▶ TEXT FOR ANALYSIS:
<<<<

Thursday, June 26, 2008

The Formula for Skin Safe Success

Unless you're under the care of a nutritionist or physician, meet the RDAs for antioxidants with food rather than supplements. But if for some reason you suspect you can't meet the RDAs through diet alone, take one multivitamin/mineral supplement per day. Or take one all-in-one antioxidant vitamin supplement per day.

Some researchers say that the RDAs for antioxidants are much too low and should be raised. But other experts say there's no evidence to support taking more than the RDAs. People tend to think that if a little is good, a lot should be much better. But that's not always true.

What's more, taking vitamins can't compensate for bad skin-care habits. Antioxidants won't protect skin from excessive sun exposure, not using sunscreen or getting a sunburn.

Caution: Never take excessive amounts of vitamins A and E. These vitamins are stored in body tissue and can be toxic. Also, excessive amounts of vitamin C can damage the kidneys.

Do Vitamin Creams Work? Here's the Rub

Can you rub away wrinkles as easily as rubbing in a moisturizers? Most dermatologists say over-the-counter creams formulated with antioxidants don't work.

>>>>

▶ RECORDS SUPPLIED:
<<<<

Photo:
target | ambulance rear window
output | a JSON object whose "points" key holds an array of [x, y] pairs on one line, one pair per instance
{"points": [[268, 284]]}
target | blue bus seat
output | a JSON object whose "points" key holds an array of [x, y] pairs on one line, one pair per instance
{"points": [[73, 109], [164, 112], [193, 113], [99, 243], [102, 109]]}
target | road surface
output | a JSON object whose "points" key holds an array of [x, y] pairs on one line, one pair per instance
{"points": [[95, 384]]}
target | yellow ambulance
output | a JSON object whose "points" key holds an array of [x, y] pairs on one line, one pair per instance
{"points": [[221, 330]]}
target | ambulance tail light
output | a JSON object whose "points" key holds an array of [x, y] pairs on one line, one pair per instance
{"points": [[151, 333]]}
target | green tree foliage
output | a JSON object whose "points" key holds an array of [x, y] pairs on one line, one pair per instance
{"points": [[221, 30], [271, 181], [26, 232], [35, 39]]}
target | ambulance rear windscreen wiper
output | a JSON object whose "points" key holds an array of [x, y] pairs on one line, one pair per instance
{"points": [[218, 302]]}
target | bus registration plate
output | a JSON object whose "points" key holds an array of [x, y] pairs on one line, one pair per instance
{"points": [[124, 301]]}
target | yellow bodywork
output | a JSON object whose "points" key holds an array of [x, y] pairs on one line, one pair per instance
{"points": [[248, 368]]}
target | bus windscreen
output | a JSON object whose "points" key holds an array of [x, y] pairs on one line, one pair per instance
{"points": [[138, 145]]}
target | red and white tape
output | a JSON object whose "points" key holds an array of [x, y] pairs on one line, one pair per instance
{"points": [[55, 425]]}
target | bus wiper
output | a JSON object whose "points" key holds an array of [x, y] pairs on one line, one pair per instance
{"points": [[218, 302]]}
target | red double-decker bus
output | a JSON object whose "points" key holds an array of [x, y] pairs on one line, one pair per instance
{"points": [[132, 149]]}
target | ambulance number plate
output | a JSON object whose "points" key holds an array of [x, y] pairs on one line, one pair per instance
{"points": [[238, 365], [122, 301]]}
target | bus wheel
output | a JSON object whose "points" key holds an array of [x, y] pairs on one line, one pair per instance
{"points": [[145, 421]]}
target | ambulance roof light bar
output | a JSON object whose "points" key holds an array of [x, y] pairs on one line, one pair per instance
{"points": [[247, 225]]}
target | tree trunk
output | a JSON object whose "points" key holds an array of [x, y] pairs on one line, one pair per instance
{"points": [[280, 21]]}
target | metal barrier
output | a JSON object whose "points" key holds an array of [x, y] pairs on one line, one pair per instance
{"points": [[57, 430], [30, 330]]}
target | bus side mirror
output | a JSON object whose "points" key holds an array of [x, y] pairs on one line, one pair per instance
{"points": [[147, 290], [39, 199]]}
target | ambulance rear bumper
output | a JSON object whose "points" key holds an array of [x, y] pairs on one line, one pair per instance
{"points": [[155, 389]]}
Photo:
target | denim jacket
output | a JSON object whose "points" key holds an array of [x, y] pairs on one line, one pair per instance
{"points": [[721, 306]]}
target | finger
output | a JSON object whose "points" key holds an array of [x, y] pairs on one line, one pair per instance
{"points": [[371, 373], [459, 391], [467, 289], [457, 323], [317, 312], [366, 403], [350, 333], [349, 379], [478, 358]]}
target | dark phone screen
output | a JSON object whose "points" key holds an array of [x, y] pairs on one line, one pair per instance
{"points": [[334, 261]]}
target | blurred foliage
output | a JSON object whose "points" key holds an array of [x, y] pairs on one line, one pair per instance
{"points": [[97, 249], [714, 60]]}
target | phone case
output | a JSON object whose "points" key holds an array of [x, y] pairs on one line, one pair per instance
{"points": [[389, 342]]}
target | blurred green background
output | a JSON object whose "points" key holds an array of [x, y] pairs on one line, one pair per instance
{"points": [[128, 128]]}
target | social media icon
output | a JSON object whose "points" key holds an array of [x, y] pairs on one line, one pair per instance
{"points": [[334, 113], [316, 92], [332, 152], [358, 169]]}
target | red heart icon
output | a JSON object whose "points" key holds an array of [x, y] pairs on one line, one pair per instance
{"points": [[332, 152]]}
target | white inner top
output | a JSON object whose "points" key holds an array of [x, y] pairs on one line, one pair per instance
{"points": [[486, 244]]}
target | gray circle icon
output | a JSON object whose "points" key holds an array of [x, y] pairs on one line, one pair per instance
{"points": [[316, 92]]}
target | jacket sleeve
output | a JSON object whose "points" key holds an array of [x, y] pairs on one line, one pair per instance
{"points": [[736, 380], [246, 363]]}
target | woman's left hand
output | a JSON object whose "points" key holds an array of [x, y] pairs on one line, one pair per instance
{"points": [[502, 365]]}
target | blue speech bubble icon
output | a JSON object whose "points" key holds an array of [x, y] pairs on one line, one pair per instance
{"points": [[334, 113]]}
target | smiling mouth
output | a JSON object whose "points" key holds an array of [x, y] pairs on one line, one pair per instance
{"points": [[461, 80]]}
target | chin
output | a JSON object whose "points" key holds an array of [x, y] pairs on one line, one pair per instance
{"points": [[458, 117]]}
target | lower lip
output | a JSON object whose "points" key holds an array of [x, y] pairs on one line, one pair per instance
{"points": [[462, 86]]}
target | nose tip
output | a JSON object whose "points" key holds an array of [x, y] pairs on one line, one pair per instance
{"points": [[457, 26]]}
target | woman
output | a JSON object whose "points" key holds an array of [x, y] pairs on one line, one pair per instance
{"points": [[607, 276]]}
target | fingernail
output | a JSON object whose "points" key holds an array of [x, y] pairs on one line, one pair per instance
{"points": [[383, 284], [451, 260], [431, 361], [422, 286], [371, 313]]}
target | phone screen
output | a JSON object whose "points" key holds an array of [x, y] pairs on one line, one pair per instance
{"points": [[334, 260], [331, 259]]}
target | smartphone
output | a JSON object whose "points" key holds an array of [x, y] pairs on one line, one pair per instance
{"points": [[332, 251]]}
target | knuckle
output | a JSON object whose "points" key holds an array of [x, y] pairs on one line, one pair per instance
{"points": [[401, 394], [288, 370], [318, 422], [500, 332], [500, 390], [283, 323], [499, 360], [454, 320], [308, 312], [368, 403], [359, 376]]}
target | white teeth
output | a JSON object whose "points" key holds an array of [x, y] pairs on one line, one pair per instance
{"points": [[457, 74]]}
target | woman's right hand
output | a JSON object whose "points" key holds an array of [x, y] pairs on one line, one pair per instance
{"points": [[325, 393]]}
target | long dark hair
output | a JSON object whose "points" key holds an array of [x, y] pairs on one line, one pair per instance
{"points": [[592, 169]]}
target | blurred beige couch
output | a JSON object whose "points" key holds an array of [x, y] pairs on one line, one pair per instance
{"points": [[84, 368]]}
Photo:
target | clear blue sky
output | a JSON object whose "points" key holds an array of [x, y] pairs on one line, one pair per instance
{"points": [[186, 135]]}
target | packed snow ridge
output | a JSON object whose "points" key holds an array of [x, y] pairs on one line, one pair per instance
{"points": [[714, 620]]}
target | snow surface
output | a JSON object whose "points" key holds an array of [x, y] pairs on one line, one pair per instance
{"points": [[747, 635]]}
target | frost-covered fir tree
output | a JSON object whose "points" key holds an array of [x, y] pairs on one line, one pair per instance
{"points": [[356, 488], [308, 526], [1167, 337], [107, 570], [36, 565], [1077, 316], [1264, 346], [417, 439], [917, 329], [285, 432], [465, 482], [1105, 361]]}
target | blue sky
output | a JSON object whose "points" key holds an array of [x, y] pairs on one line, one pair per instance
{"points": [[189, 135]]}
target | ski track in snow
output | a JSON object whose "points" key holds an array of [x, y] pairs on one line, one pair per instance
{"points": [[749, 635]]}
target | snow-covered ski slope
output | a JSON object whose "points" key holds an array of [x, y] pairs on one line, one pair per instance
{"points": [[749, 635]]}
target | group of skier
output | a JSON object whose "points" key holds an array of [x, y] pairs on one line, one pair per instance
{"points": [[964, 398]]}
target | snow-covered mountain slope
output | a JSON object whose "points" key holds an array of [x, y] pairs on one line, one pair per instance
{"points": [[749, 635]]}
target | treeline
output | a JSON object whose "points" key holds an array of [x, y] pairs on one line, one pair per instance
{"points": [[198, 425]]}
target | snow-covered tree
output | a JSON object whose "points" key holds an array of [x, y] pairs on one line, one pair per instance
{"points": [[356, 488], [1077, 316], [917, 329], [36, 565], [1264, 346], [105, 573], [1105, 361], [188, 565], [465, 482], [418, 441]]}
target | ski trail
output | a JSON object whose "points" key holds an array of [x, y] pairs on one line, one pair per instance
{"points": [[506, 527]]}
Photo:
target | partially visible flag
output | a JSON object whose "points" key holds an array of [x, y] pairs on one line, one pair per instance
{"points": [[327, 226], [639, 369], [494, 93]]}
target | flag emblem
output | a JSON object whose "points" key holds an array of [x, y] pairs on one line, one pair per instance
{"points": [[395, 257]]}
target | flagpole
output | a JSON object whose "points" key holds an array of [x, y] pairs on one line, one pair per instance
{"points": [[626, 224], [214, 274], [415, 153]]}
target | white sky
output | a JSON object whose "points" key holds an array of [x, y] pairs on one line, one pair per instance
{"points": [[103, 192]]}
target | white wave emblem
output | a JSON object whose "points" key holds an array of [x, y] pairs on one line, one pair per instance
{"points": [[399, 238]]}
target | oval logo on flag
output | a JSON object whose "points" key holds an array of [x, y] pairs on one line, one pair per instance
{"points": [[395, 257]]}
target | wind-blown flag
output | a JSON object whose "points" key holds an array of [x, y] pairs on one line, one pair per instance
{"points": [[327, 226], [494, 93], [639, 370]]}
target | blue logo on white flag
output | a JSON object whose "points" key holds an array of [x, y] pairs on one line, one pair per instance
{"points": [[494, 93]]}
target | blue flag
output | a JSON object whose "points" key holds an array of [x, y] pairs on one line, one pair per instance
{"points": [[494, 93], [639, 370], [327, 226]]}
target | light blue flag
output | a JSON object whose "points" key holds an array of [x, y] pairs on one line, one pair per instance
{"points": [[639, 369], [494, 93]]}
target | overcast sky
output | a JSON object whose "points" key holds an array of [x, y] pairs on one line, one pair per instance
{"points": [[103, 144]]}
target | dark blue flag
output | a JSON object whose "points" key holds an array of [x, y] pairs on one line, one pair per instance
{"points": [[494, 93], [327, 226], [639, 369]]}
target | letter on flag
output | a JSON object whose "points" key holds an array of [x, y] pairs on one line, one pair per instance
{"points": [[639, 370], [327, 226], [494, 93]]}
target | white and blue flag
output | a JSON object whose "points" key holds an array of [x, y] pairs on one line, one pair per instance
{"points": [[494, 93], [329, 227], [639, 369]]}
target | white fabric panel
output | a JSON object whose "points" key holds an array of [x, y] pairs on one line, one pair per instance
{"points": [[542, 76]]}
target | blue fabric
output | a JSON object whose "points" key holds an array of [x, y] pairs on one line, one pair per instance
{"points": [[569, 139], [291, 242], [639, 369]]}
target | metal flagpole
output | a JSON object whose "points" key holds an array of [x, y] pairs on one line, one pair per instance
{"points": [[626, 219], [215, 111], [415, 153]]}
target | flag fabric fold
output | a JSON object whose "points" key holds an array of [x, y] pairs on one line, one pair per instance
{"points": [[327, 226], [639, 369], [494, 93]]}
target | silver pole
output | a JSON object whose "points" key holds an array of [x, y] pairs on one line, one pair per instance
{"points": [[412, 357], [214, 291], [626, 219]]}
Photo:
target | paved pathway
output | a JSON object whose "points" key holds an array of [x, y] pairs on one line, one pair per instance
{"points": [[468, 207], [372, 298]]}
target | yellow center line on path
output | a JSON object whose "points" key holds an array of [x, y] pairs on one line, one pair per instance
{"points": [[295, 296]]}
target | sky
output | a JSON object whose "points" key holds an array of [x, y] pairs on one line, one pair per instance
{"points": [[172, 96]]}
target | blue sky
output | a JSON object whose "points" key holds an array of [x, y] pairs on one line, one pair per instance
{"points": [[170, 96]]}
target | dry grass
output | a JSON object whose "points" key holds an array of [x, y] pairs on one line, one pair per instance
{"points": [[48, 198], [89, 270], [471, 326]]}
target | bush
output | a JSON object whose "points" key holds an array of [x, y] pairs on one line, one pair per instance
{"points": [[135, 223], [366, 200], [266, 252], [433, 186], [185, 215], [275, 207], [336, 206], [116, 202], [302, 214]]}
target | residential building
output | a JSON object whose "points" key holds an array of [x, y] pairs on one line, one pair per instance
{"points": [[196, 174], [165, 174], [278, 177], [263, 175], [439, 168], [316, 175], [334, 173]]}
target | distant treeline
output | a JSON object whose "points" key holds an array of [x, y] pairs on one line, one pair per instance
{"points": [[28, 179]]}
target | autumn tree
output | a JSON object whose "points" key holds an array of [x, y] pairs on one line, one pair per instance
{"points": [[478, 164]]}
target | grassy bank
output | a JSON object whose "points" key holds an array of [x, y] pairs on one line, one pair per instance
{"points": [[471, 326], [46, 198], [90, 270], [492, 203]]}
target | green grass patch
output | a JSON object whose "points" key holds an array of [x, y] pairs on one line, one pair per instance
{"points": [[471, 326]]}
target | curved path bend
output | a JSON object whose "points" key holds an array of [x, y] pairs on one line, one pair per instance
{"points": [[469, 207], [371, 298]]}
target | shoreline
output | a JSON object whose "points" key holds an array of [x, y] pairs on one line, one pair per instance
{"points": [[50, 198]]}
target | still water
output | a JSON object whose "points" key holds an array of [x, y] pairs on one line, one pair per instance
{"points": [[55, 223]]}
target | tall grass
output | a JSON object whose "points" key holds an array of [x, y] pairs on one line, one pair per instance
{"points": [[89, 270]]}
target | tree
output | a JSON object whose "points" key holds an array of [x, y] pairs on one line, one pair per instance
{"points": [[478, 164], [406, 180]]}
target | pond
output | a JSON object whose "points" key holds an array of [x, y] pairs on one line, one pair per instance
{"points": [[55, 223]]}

>>>>

▶ TASKS AND EXERCISES:
1) In the post on antioxidants and skin, which two vitamins should never be taken in excessive amounts?
2) Continue the post on antioxidants and skin, picking up after its last sentence.

▶ RESULTS OF THE TASKS:
1) Vitamins A and E.

2)
Adding antioxidants to skin creams sounds reasonable enough: If taking antioxidants by mouth can help prevent age-related damage internally, then applying them directly to the skin should help prevent external damage. But experts say that most over-the-counter products don't contain enough of the vitamins to be effective. The amounts used in research experiments are much larger. What's more, vitamins are chemically unstable and tend to break down when added to cosmetics. The technology is not there yet to deliver enough vitamins into the skin to protect it from free-radical damage.

There is one vitamin-based cream found to erase wrinkles and prevent new ones from forming - Retin-A, available by prescription.